PROMPT: Extract each line of the records below that contains the string "blurred" and treat uppercase and lowercase letters as different.
________________
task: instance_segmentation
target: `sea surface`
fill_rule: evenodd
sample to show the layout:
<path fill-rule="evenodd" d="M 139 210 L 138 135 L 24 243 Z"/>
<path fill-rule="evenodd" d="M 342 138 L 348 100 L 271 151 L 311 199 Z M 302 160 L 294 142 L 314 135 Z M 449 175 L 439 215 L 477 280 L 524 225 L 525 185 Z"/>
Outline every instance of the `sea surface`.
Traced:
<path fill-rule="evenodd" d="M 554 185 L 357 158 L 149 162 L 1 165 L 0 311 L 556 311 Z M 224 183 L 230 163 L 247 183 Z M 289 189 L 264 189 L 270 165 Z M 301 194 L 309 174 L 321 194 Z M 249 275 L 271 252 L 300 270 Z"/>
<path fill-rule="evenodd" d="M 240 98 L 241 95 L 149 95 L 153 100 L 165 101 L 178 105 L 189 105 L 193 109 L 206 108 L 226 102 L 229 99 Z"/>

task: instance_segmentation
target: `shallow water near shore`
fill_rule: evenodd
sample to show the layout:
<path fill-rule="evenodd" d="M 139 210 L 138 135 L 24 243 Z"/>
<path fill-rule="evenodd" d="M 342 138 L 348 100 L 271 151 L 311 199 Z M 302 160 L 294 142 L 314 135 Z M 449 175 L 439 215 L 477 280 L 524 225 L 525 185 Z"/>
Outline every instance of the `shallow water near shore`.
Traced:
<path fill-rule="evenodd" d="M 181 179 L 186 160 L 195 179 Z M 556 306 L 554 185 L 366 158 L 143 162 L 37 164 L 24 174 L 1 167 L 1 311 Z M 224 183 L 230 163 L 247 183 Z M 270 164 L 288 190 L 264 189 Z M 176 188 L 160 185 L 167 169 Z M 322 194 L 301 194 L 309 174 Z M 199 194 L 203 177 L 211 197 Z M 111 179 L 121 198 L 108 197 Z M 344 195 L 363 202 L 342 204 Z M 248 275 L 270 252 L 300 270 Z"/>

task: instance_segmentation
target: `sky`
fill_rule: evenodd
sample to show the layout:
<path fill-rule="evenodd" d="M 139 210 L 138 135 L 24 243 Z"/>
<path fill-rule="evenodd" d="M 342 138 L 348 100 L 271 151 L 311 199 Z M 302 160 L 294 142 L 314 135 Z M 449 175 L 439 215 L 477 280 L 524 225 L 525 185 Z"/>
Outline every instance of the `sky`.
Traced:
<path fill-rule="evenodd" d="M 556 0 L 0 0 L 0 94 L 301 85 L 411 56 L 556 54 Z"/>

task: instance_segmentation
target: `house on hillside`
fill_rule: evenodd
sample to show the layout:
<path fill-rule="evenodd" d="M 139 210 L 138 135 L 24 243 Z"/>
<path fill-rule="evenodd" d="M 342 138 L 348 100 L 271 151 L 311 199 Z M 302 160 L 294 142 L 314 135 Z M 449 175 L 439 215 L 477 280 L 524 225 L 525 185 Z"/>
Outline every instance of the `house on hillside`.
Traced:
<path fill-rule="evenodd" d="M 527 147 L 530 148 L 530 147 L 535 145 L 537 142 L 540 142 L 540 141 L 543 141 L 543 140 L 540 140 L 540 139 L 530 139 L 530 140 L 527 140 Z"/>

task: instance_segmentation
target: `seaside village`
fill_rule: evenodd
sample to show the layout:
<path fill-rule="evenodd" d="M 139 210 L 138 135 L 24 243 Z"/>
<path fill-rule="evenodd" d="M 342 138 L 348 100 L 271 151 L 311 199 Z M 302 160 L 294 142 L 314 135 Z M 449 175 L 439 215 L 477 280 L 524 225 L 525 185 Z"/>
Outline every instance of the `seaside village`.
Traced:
________________
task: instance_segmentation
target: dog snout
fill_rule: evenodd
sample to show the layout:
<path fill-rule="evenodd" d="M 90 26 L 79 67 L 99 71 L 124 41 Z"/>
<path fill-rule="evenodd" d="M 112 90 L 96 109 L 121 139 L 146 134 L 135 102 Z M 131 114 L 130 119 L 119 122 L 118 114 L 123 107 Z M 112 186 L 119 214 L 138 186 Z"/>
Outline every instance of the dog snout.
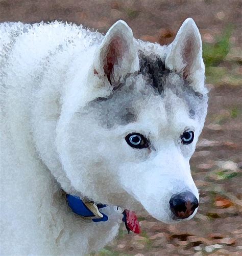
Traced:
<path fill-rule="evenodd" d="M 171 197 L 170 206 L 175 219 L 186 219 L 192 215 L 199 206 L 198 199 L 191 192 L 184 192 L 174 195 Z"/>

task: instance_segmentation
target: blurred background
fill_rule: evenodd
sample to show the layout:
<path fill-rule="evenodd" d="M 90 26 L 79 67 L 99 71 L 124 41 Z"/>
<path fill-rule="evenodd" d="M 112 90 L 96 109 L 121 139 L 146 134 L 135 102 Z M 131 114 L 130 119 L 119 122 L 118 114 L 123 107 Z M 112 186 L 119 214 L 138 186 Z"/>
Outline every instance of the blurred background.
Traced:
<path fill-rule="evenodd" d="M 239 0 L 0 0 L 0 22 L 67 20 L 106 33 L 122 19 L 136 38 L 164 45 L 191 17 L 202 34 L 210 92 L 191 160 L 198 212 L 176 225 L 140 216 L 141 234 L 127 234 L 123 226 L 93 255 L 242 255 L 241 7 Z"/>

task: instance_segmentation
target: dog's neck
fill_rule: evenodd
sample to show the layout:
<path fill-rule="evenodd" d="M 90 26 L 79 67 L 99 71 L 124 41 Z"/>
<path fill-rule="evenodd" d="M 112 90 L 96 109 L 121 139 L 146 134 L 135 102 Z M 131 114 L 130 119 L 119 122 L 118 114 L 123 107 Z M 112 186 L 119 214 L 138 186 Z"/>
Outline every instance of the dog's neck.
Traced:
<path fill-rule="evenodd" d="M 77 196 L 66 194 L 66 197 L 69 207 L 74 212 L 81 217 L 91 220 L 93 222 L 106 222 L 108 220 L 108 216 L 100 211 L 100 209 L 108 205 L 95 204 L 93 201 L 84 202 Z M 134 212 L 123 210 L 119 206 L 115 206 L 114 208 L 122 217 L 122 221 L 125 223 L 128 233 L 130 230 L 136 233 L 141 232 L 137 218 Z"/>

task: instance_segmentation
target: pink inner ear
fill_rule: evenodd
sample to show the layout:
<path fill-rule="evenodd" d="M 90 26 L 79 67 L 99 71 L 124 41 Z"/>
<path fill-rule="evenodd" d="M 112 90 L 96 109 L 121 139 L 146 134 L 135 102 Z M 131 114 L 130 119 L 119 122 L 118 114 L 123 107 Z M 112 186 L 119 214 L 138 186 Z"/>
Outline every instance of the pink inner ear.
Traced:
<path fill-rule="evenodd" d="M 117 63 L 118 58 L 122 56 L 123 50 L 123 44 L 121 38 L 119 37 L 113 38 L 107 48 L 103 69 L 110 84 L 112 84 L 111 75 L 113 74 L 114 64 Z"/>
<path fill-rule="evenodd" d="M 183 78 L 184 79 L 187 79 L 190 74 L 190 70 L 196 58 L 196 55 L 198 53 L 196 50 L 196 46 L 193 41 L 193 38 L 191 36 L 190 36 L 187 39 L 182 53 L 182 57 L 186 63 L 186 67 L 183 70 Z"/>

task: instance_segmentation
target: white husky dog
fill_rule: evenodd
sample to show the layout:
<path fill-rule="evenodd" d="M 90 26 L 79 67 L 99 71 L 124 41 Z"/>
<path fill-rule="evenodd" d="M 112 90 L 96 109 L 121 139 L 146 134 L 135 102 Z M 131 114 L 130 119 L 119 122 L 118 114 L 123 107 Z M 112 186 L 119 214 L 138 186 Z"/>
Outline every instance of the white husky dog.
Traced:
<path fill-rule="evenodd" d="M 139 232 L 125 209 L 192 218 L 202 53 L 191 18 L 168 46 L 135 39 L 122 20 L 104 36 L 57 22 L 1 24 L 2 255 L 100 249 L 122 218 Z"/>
________________
FINISHED ANSWER:
target: blurred background
Outline every instance of the blurred background.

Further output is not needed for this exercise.